━━━ EXCERTO DO TEXTO

Jorge Amil Dias disse à Lusa que “neste momento não [há dados novos]” que fundamentem uma alteração da estratégia para aquele grupo e ressalva que, quando se fala em aumento de casos pediátricos de covid-19, “é exatamente disso que se trata: casos, e não doentes".
“Os números que têm sido divulgados de crianças, nomeadamente dos zero aos nove anos (…), são crianças identificadas não em internamento hospitalar, não em cuidados intensivos, mas, seguramente na sua grande maioria, por testagem nas escolas, porque houve um menino, uma empregada ou um professor que foi positivo”, disse o presidente do órgão consultivo da Ordem dos Médicos.

━━━━━━
━━━ MATERIAL APRESENTADO

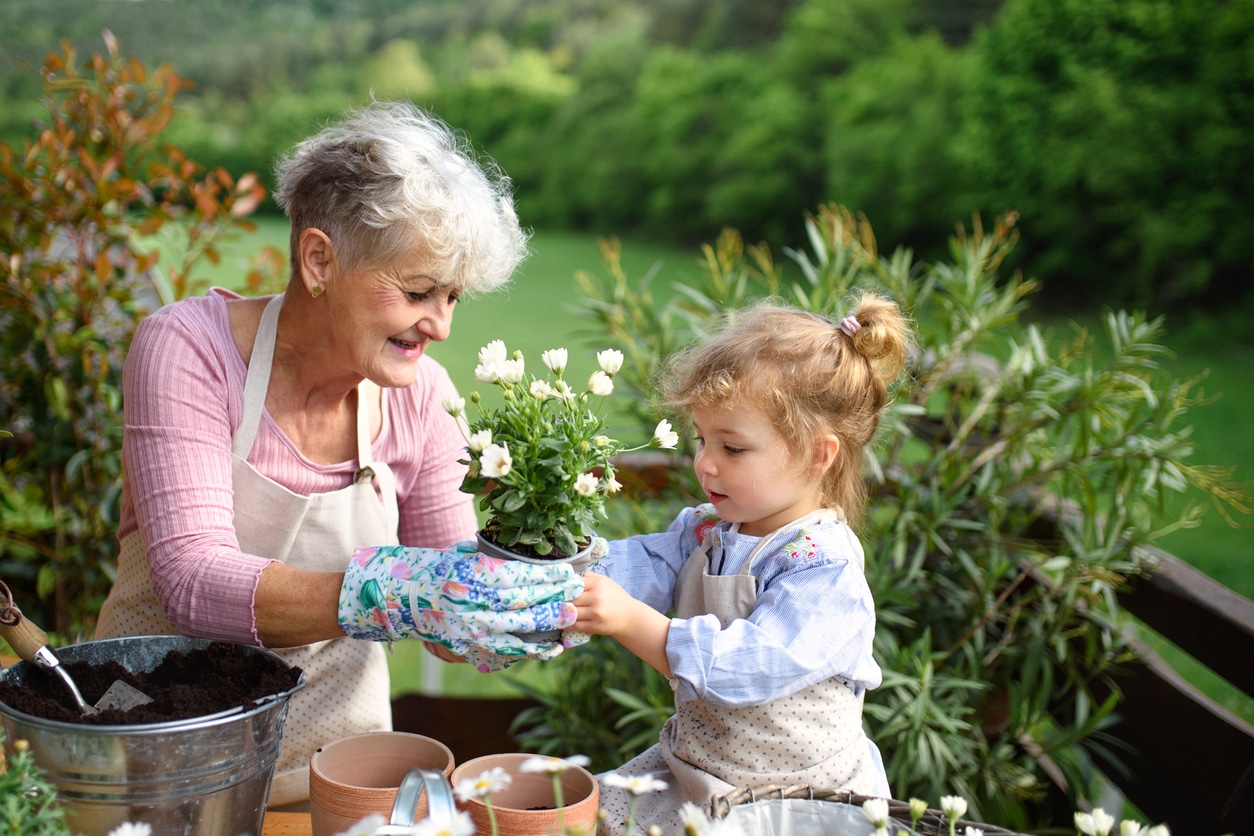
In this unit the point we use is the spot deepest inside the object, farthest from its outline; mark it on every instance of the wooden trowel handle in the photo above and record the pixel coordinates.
(24, 637)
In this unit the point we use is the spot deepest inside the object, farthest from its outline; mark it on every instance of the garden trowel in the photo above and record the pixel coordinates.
(30, 643)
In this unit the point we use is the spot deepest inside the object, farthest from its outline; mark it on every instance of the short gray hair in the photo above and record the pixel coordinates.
(389, 172)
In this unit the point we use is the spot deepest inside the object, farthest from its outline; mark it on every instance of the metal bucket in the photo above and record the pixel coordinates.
(203, 776)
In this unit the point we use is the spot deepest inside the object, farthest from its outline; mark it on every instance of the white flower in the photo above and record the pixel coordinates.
(511, 371)
(665, 436)
(482, 785)
(600, 384)
(493, 352)
(954, 807)
(495, 463)
(875, 810)
(586, 485)
(554, 359)
(462, 826)
(611, 361)
(636, 785)
(552, 765)
(132, 829)
(479, 441)
(1095, 824)
(365, 827)
(488, 372)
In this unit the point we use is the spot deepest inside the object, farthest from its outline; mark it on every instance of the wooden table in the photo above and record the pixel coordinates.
(286, 824)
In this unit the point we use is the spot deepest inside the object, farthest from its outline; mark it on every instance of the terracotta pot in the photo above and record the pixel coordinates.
(579, 562)
(526, 806)
(359, 775)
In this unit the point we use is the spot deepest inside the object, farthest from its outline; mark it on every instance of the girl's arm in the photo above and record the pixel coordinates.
(606, 609)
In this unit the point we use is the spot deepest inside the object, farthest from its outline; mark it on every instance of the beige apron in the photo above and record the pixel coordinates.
(813, 736)
(347, 686)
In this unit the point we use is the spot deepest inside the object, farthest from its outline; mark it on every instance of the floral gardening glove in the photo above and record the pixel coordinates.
(458, 599)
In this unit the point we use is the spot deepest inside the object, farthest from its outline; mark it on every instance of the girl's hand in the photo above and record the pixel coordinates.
(605, 608)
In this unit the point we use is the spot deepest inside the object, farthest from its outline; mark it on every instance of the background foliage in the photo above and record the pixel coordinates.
(1115, 128)
(1015, 478)
(78, 199)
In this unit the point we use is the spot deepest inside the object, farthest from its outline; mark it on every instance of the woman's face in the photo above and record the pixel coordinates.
(386, 315)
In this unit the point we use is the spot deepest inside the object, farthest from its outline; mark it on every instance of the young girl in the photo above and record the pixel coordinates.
(770, 647)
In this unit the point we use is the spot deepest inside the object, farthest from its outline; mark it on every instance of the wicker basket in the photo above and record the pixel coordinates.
(932, 824)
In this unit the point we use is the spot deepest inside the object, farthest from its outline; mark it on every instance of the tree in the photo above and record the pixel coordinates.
(83, 202)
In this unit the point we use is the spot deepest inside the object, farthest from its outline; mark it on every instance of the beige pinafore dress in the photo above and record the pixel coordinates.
(346, 687)
(813, 736)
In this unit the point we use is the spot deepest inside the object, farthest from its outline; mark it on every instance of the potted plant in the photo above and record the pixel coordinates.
(542, 463)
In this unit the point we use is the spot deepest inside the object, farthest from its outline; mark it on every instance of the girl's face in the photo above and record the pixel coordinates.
(389, 315)
(749, 471)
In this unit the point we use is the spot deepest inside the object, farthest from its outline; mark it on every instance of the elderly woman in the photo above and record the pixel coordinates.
(266, 439)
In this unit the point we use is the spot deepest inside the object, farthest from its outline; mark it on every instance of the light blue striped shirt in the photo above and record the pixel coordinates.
(814, 617)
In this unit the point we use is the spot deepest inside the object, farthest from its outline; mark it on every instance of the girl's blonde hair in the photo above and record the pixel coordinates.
(806, 375)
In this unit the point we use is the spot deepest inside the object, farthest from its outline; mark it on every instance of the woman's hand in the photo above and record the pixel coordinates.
(468, 603)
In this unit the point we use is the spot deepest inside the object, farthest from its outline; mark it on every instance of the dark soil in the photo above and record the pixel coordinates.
(184, 686)
(493, 532)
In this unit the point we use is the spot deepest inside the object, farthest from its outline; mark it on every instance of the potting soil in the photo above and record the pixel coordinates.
(184, 686)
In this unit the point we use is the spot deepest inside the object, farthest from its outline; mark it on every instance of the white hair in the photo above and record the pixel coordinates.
(388, 177)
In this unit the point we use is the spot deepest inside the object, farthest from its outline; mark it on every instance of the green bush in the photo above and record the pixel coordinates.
(79, 202)
(1119, 130)
(1015, 476)
(28, 799)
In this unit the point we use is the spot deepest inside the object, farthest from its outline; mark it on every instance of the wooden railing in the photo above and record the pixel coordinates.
(1190, 760)
(1183, 760)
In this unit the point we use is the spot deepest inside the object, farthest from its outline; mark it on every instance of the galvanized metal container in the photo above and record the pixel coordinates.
(203, 776)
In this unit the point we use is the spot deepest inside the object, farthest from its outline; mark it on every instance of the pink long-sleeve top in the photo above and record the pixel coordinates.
(183, 395)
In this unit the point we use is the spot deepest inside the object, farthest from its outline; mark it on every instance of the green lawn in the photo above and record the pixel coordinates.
(537, 312)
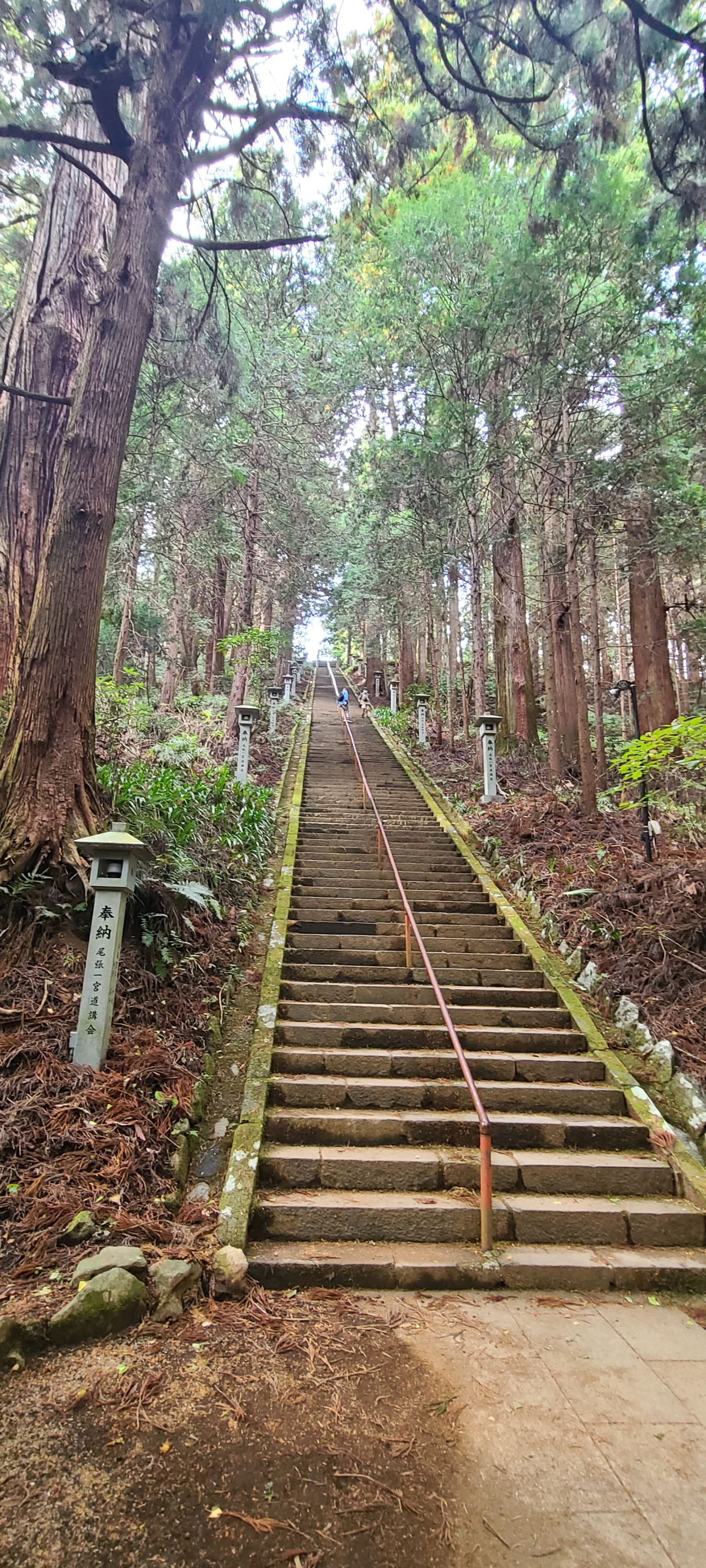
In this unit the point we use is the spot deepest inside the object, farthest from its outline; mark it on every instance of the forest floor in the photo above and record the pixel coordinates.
(326, 1429)
(644, 926)
(104, 1142)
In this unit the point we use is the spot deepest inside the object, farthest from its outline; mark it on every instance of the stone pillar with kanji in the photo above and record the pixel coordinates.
(115, 860)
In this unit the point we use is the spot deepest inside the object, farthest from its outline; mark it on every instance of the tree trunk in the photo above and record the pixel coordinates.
(127, 607)
(553, 731)
(58, 294)
(561, 636)
(454, 644)
(649, 621)
(586, 756)
(47, 766)
(245, 601)
(595, 645)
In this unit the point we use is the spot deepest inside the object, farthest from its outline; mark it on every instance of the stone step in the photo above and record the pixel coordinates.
(430, 1168)
(328, 968)
(334, 1214)
(328, 1214)
(403, 991)
(409, 1266)
(430, 1037)
(498, 942)
(454, 1128)
(384, 1093)
(384, 1013)
(500, 1067)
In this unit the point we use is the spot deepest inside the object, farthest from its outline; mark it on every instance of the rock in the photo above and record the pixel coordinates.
(589, 979)
(173, 1278)
(229, 1272)
(79, 1230)
(18, 1341)
(688, 1104)
(109, 1304)
(127, 1258)
(661, 1060)
(627, 1013)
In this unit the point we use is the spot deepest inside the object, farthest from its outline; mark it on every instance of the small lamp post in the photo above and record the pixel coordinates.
(115, 860)
(275, 697)
(248, 717)
(421, 720)
(488, 725)
(647, 832)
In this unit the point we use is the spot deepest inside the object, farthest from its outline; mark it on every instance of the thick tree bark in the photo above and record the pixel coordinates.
(597, 659)
(215, 656)
(454, 645)
(127, 607)
(47, 772)
(553, 730)
(561, 634)
(58, 295)
(586, 756)
(247, 599)
(656, 701)
(512, 657)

━━━━━━

§ INSTRUÇÕES
- A) Indique se cada afirmação está de acordo com o texto sobre os casos pediátricos de covid-19 e transcreva as palavras do texto que o comprovam.
(i) Jorge Amil Dias afirma que existem dados novos que justificam alterar a estratégia para aquele grupo.
(ii) As crianças dos zero aos nove anos foram, na sua grande maioria, identificadas por testagem nas escolas.
(iii) Jorge Amil Dias preside ao órgão consultivo da Ordem dos Médicos.
- B) Responda às perguntas com base no texto sobre os casos pediátricos de covid-19.
(i) A quem fez Jorge Amil Dias estas declarações?
(ii) Segundo ele, de que se trata quando se fala em aumento de casos pediátricos de covid-19?
(iii) Que situações, de acordo com o texto, levaram à testagem nas escolas?
- C) Dê continuidade ao texto sobre os casos pediátricos de covid-19 a partir do ponto em que termina.

§ SOLUÇÕES DOS EXERCÍCIOS
- A)
(i) Não: “neste momento não [há dados novos]”.
(ii) Sim: “seguramente na sua grande maioria, por testagem nas escolas”.
(iii) Sim: “o presidente do órgão consultivo da Ordem dos Médicos”.

- B)
(i) À Lusa.
(ii) Trata-se de casos, e não de doentes.
(iii) Um menino, uma empregada ou um professor ter sido positivo.

- C)
É no grupo etário entre os zero e os dez anos (cerca de dez por cento da população portuguesa) que se tem verificado a “mais elevada” incidência cumulativa a 14 dias (298 casos por cem mil habitantes) de casos de infeção com o coronavírus SARS-CoV-2, segundo o último relatório de monitorização das linhas vermelhas para a covid-19, do Instituto Nacional de Saúde Dr. Ricardo Jorge.
Jorge Amil Dias notou que “estes números não refletem gravidade de doença, nem refletem grande número de doentes”, exemplificando que, se fossem feitos rastreios à bactéria que causa amigdalites e pneumonias, também se encontraria muitos positivos, sem estarem doentes ou a precisarem de tratamento.
Os testes que resultaram no aumento dos números não foram feitos, na “esmagadora maioria”, porque as crianças estavam doentes. “Fizeram-no ou porque [as crianças] andam a espirrar e têm tosse ou têm febre e alguém achou que era prudente fazerem o teste, ou por mero rastreio epidemiológico”, ressalvou o pediatra.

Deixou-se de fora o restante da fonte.